■ **YOUR INSTRUCTIONS**: Rewrite everything from the line containing "Annotate player's ear." down to the end of the material, keeping every line, including the ones that name what to annotate. Multiply each box coordinate by 0.6 and round it to a whole number, with halves rounding up.

• • • • •

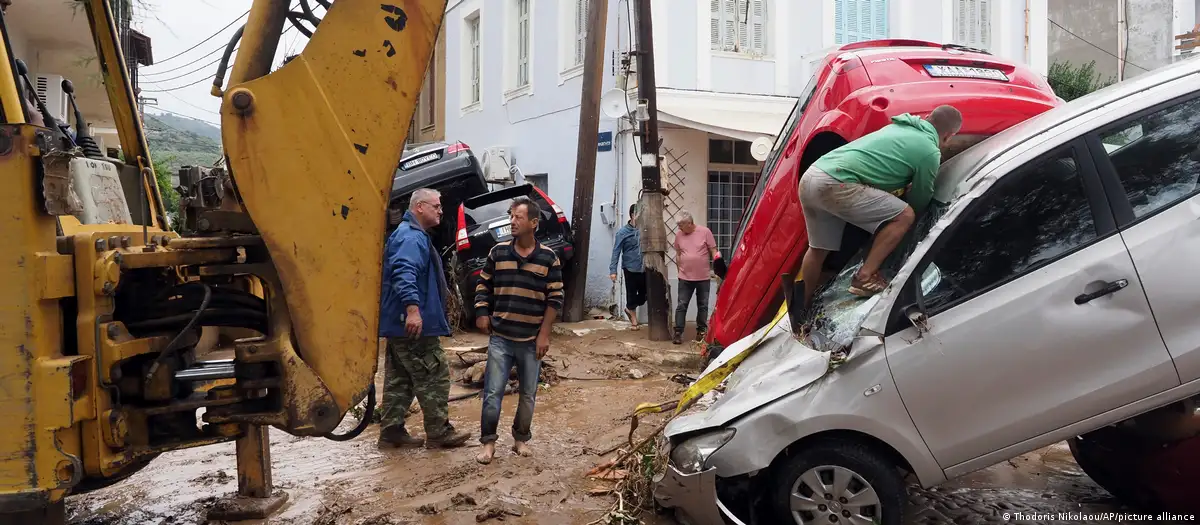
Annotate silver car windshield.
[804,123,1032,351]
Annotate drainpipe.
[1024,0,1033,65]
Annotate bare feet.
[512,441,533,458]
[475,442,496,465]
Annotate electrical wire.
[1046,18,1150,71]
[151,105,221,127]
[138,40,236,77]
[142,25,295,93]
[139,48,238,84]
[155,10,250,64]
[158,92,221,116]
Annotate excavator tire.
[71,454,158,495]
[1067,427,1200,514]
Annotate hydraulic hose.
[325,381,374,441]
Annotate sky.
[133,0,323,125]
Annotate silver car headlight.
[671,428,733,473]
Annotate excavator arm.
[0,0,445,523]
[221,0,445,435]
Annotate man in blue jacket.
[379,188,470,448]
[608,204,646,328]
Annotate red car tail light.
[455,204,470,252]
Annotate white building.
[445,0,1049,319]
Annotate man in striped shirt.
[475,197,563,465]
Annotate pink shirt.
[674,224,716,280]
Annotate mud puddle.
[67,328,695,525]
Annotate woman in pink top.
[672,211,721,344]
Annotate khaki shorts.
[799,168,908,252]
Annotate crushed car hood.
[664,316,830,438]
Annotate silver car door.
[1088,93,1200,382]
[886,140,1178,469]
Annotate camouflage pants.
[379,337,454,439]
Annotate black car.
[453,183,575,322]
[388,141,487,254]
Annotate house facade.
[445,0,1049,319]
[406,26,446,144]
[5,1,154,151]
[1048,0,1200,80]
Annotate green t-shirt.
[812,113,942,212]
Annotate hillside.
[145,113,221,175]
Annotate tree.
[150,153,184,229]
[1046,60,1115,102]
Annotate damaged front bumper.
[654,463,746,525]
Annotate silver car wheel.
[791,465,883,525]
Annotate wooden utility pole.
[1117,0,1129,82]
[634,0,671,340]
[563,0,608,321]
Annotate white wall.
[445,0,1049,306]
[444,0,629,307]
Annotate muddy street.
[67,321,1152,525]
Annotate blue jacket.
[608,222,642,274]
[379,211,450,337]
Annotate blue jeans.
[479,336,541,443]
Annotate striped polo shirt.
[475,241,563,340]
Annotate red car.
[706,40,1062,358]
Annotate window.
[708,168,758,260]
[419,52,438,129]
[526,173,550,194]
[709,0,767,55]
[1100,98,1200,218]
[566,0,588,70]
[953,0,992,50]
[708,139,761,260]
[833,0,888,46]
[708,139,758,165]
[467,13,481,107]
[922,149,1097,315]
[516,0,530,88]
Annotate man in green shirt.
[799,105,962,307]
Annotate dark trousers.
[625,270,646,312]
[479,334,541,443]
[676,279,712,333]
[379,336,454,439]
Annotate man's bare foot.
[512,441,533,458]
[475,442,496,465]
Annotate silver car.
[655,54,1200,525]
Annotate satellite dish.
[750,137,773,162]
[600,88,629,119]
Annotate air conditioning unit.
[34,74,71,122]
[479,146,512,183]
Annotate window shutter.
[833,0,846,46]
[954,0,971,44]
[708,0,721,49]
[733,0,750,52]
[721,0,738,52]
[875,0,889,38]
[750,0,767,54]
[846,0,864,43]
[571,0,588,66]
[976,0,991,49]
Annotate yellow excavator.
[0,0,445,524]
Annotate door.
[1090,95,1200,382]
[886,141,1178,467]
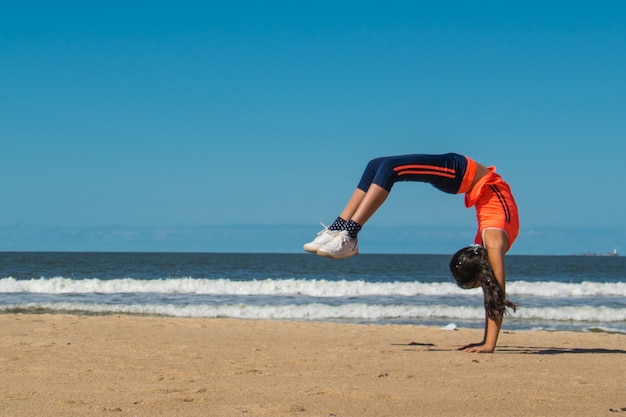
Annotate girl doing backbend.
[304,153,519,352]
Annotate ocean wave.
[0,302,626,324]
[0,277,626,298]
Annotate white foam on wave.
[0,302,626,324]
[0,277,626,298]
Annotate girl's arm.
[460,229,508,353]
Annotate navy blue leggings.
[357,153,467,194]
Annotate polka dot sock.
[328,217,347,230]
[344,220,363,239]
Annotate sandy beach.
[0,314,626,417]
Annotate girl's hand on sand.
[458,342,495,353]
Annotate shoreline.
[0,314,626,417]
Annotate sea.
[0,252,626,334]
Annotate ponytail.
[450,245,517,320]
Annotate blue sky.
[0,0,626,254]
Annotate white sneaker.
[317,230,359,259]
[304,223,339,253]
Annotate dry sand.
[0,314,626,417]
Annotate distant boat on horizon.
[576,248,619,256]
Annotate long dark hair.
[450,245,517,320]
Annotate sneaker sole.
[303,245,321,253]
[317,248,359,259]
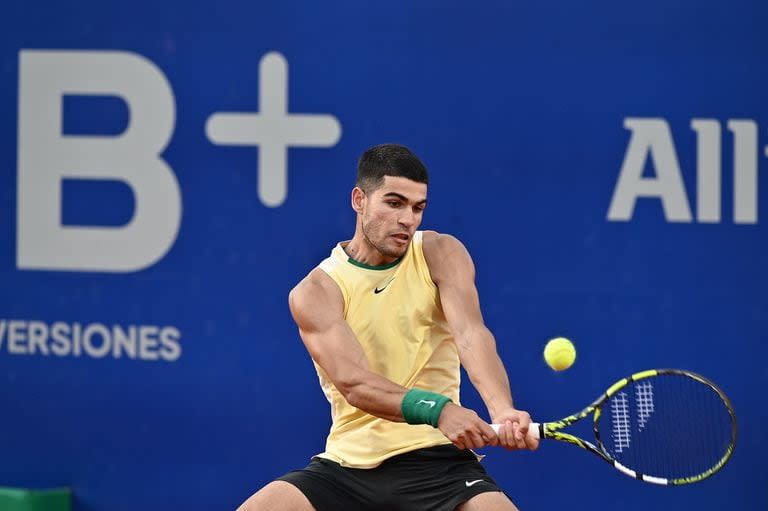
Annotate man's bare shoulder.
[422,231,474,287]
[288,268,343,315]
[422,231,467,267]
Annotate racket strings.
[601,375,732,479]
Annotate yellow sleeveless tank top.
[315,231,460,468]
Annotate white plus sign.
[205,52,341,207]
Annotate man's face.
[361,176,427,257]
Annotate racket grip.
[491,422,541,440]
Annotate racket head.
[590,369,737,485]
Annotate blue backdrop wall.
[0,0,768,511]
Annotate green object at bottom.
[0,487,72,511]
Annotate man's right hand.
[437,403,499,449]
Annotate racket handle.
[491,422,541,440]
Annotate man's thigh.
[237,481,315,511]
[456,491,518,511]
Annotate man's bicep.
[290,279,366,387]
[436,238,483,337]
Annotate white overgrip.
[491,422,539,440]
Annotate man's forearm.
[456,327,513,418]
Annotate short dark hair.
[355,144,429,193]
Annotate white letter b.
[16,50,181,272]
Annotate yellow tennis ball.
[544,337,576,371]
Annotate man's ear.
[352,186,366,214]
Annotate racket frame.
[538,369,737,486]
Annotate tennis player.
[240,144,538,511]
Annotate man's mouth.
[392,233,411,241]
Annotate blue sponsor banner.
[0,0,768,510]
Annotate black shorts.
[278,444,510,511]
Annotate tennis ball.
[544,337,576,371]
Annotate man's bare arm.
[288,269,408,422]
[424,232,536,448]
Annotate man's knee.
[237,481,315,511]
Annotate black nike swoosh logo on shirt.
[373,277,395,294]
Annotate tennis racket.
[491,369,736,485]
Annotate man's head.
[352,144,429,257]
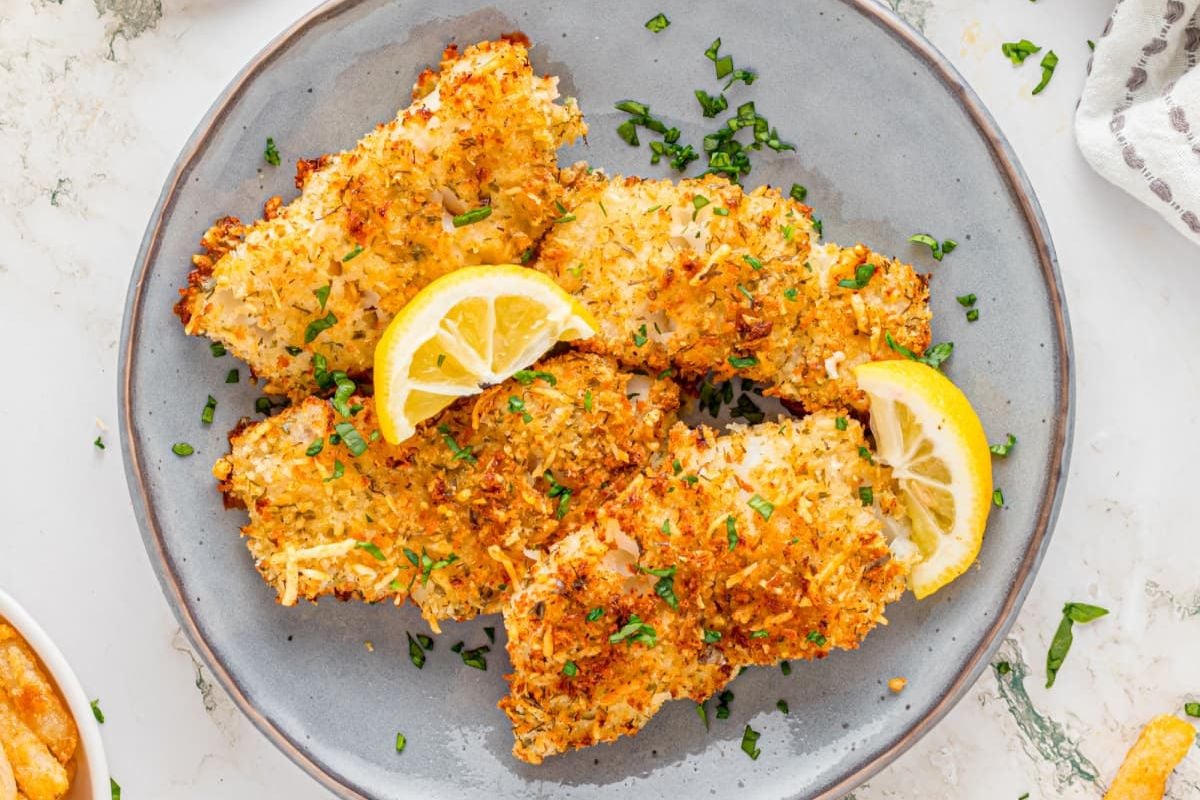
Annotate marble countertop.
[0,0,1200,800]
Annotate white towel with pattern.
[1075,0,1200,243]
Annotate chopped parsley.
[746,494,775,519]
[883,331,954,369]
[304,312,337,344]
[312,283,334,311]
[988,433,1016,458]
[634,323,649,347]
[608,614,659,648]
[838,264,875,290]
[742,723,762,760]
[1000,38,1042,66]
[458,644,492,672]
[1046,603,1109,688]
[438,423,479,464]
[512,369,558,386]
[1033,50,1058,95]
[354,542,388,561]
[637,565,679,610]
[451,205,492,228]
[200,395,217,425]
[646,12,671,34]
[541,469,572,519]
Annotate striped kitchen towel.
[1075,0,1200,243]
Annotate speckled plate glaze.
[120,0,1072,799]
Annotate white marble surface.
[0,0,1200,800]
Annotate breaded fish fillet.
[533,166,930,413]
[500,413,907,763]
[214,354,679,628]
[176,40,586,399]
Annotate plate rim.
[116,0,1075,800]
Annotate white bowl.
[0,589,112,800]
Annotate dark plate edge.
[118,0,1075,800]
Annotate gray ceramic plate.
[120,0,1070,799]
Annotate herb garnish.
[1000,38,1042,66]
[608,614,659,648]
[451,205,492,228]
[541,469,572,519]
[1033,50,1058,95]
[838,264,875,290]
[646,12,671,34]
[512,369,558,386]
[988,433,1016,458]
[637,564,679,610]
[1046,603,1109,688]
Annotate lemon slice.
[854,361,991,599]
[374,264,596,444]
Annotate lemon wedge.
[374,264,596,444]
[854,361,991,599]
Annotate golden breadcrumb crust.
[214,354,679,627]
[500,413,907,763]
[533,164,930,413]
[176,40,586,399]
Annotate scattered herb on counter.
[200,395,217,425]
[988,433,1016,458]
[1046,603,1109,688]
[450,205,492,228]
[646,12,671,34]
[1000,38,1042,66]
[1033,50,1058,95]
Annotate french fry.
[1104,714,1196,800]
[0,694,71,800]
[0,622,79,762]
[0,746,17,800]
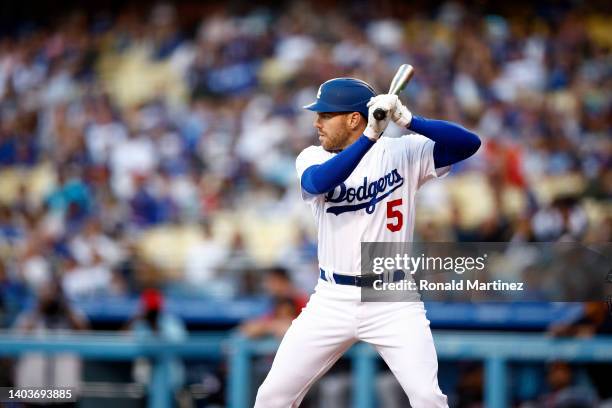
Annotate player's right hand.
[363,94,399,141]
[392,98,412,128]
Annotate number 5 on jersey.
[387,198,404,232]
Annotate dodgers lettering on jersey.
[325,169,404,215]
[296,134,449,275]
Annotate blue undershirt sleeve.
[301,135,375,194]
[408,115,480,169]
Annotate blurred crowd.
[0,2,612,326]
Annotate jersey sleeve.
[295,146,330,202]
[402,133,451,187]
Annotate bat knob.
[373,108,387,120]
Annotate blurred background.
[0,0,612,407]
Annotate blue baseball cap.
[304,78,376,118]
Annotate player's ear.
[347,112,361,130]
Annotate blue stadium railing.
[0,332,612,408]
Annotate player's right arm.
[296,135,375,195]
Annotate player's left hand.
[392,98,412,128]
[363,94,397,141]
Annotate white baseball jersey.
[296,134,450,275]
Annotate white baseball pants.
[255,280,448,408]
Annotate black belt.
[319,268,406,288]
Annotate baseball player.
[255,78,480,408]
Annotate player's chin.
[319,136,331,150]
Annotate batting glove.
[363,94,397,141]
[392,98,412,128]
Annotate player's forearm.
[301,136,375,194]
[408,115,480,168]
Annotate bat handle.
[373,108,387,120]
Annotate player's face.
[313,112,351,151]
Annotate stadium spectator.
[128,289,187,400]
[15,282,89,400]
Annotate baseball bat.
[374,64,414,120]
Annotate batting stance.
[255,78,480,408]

• • • • •

■ **WRITTEN SOLUTION**:
Annotate player's ear.
[208,67,217,78]
Annotate blue stadium railing.
[0,199,367,245]
Annotate player's right arm.
[178,81,225,117]
Annotate player's left hand.
[235,59,247,77]
[218,56,238,85]
Annotate white baseball jersey.
[178,80,270,165]
Annotate white baseball pants.
[153,168,269,245]
Annotate black belt.
[191,161,244,173]
Annotate baseball player.
[153,47,288,245]
Annotate player's chin.
[191,82,199,90]
Annotate batting glove.
[218,56,238,85]
[235,59,247,77]
Annotate player's forearm.
[181,82,225,116]
[245,69,288,101]
Annotate bat handle.
[224,65,232,72]
Annotate player's face.
[188,67,211,91]
Annotate stadium spectator.
[77,173,112,240]
[9,169,53,240]
Annotate baseball bat.
[224,38,248,72]
Annotate batting stance.
[153,47,288,245]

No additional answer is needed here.